═════ Records supplied ═════
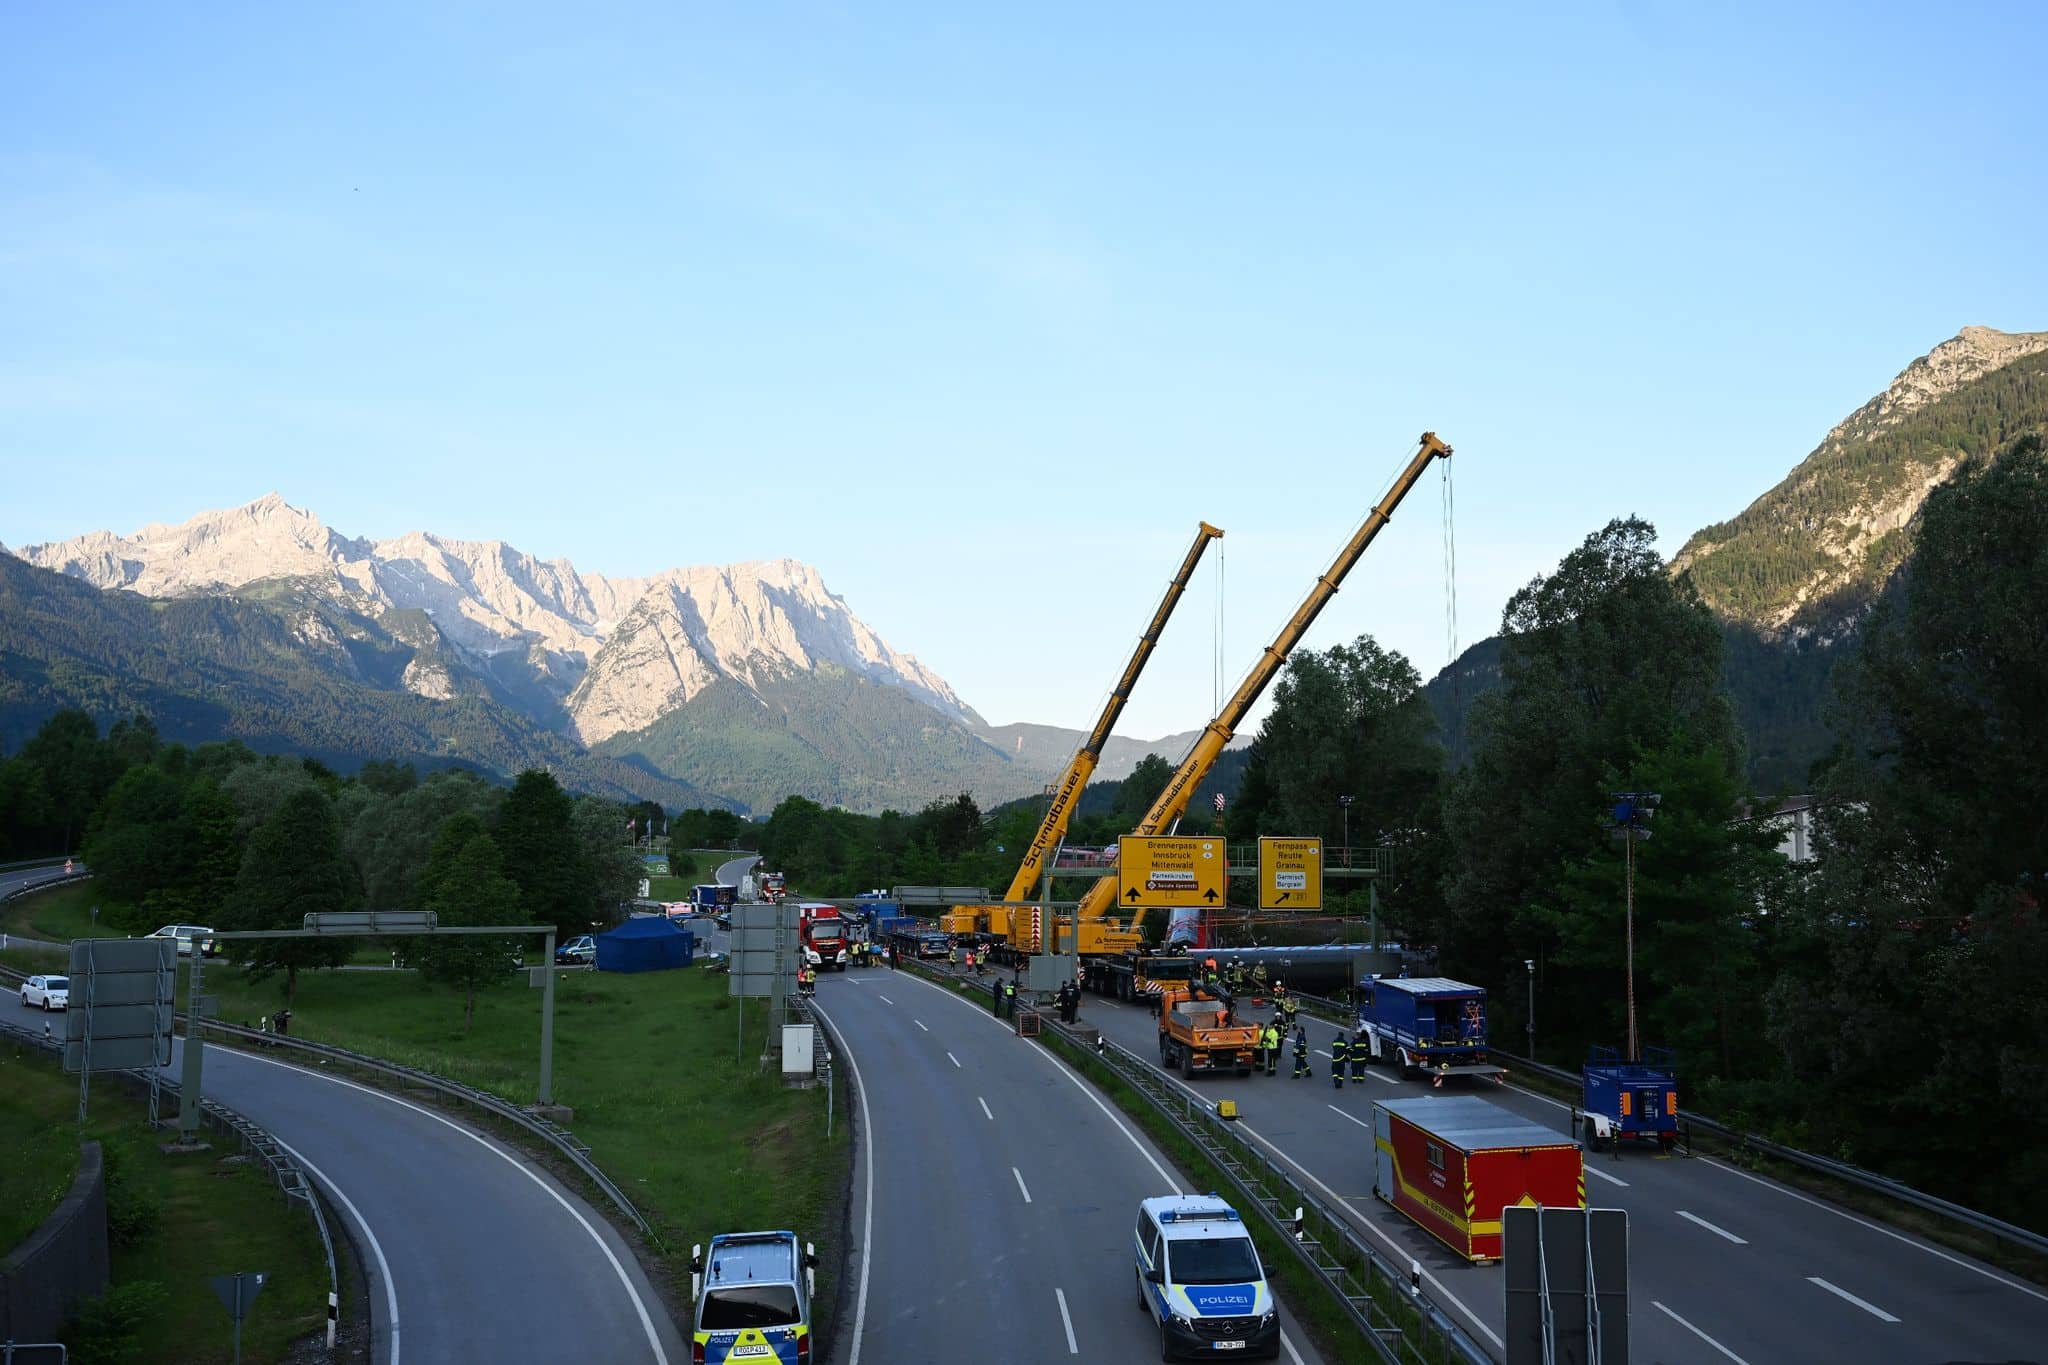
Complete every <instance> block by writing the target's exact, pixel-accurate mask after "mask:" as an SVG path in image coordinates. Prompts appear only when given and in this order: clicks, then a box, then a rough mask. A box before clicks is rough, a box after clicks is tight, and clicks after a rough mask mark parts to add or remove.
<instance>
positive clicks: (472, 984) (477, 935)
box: [406, 810, 518, 1033]
mask: <svg viewBox="0 0 2048 1365" xmlns="http://www.w3.org/2000/svg"><path fill="white" fill-rule="evenodd" d="M420 888H422V896H424V909H428V911H434V913H436V915H438V917H440V921H438V923H440V925H442V927H463V925H502V923H508V915H506V911H508V907H512V905H514V902H516V900H518V886H516V884H514V882H512V878H508V876H506V874H504V857H502V855H500V853H498V843H496V841H494V839H492V835H489V831H487V829H483V821H481V819H477V817H475V814H473V812H469V810H463V812H459V814H453V817H449V819H446V821H444V823H442V827H440V833H436V835H434V847H432V851H430V855H428V862H426V870H424V872H422V874H420ZM516 954H518V943H514V941H510V939H494V937H487V935H481V933H451V935H428V937H420V939H414V941H410V943H408V952H406V958H408V962H412V964H416V966H418V968H420V974H422V976H426V978H428V980H434V982H442V984H449V986H455V988H457V990H461V993H463V1031H465V1033H467V1031H469V1027H471V1023H473V1021H475V1015H477V990H481V988H487V986H494V984H504V982H506V980H508V978H510V974H512V962H514V958H516Z"/></svg>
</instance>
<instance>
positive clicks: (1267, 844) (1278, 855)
mask: <svg viewBox="0 0 2048 1365" xmlns="http://www.w3.org/2000/svg"><path fill="white" fill-rule="evenodd" d="M1260 909H1262V911H1321V909H1323V841H1321V839H1274V837H1262V839H1260Z"/></svg>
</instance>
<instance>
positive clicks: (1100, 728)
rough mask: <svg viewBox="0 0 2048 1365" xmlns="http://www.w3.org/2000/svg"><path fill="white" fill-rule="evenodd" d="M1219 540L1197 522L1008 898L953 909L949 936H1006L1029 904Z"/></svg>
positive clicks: (1030, 848)
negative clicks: (1208, 543)
mask: <svg viewBox="0 0 2048 1365" xmlns="http://www.w3.org/2000/svg"><path fill="white" fill-rule="evenodd" d="M1221 538H1223V532H1221V530H1217V528H1214V526H1210V524H1208V522H1200V530H1198V532H1194V544H1190V546H1188V557H1186V559H1182V561H1180V571H1178V573H1174V581H1171V583H1167V587H1165V598H1163V600H1161V602H1159V610H1157V612H1153V618H1151V624H1147V626H1145V634H1141V636H1139V647H1137V651H1133V655H1130V663H1126V665H1124V675H1122V677H1118V679H1116V686H1114V688H1110V700H1108V702H1106V704H1104V706H1102V714H1100V716H1098V718H1096V729H1094V731H1090V733H1087V739H1083V741H1081V747H1079V749H1077V751H1075V755H1073V759H1071V761H1069V763H1067V772H1065V774H1061V778H1059V784H1057V786H1055V788H1053V802H1051V804H1049V806H1047V808H1044V819H1042V821H1038V833H1034V835H1032V839H1030V845H1028V847H1026V849H1024V862H1022V864H1018V874H1016V876H1014V878H1010V894H1006V896H1004V900H1001V905H993V907H954V909H952V911H950V913H948V915H946V919H944V921H942V927H944V929H946V931H948V933H973V931H975V929H979V927H989V929H993V931H995V933H1001V935H1010V921H1012V913H1014V911H1016V909H1018V907H1020V905H1024V902H1028V900H1030V896H1032V892H1034V888H1036V886H1038V876H1040V874H1042V872H1044V868H1047V862H1049V860H1051V857H1053V855H1057V853H1059V845H1061V841H1063V839H1065V837H1067V821H1069V819H1073V804H1075V802H1077V800H1079V798H1081V790H1083V788H1087V778H1090V776H1094V772H1096V763H1100V761H1102V745H1104V743H1108V739H1110V731H1114V729H1116V718H1118V716H1122V714H1124V702H1128V700H1130V690H1133V688H1135V686H1137V681H1139V673H1143V671H1145V663H1147V661H1149V659H1151V653H1153V649H1155V647H1157V645H1159V634H1161V632H1163V630H1165V622H1167V616H1171V614H1174V608H1176V606H1180V596H1182V593H1184V591H1188V581H1190V579H1192V577H1194V567H1196V565H1198V563H1202V553H1204V551H1206V548H1208V542H1210V540H1221ZM981 915H989V917H991V921H987V923H985V925H983V921H981Z"/></svg>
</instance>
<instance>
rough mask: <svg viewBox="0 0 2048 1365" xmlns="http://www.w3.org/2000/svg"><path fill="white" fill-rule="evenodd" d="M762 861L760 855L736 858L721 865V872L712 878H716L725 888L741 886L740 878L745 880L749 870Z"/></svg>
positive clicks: (760, 855) (714, 874)
mask: <svg viewBox="0 0 2048 1365" xmlns="http://www.w3.org/2000/svg"><path fill="white" fill-rule="evenodd" d="M760 860H762V855H760V853H748V855H745V857H735V860H731V862H723V864H719V870H717V872H713V874H711V876H715V878H717V880H719V882H721V884H723V886H739V878H743V876H745V874H748V868H752V866H754V864H758V862H760Z"/></svg>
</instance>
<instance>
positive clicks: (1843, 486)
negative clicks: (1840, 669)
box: [1673, 352, 2048, 634]
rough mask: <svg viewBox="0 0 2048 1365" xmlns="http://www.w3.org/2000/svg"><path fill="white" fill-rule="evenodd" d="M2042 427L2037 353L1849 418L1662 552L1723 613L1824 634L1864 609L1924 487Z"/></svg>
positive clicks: (2044, 398) (1902, 536) (1919, 498)
mask: <svg viewBox="0 0 2048 1365" xmlns="http://www.w3.org/2000/svg"><path fill="white" fill-rule="evenodd" d="M2042 428H2048V352H2038V354H2032V356H2021V358H2017V360H2013V362H2009V364H2005V366H2001V368H1997V370H1991V372H1989V375H1985V377H1980V379H1976V381H1970V383H1966V385H1962V387H1960V389H1956V391H1954V393H1948V395H1944V397H1937V399H1933V401H1927V403H1925V405H1921V407H1917V409H1913V411H1911V413H1907V415H1905V417H1898V420H1892V422H1886V420H1880V417H1878V415H1858V417H1855V420H1851V422H1845V424H1843V426H1841V428H1837V430H1835V432H1833V434H1831V436H1829V440H1825V442H1823V444H1821V446H1819V448H1817V450H1815V452H1812V454H1808V456H1806V458H1804V460H1802V463H1800V465H1798V469H1794V471H1792V473H1790V475H1786V479H1784V481H1782V483H1778V487H1774V489H1772V491H1769V493H1765V495H1763V497H1759V499H1757V501H1753V503H1751V505H1749V508H1747V510H1743V512H1741V516H1737V518H1733V520H1729V522H1716V524H1714V526H1706V528H1702V530H1700V532H1698V534H1694V536H1692V540H1688V542H1686V546H1683V548H1681V551H1679V553H1677V555H1675V557H1673V567H1675V569H1679V571H1688V573H1692V579H1694V583H1696V585H1698V587H1700V596H1702V598H1704V600H1706V604H1708V606H1710V608H1714V612H1716V614H1718V616H1722V618H1724V620H1735V622H1745V624H1749V626H1755V628H1759V630H1765V632H1769V634H1780V632H1790V634H1815V632H1819V634H1829V632H1833V630H1839V628H1841V626H1843V624H1849V622H1853V620H1855V616H1858V614H1860V612H1862V610H1864V608H1868V606H1870V602H1872V600H1874V596H1876V593H1878V591H1880V589H1882V587H1884V581H1886V579H1888V577H1890V575H1892V573H1894V571H1896V569H1898V565H1901V563H1905V559H1907V555H1909V553H1911V546H1913V524H1915V514H1917V512H1919V505H1921V499H1925V495H1927V491H1929V489H1931V487H1935V485H1937V483H1942V481H1944V479H1948V475H1950V473H1952V471H1954V469H1956V465H1958V463H1960V460H1964V458H1968V456H1985V454H1991V452H1993V450H1997V448H2001V446H2005V444H2009V442H2011V440H2015V438H2017V436H2021V434H2025V432H2036V430H2042Z"/></svg>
═════
Activity —
Pick out each line of the items that contains the string "negative" and copy it in full.

Written answer —
negative clicks: (1208, 543)
negative clicks: (1840, 669)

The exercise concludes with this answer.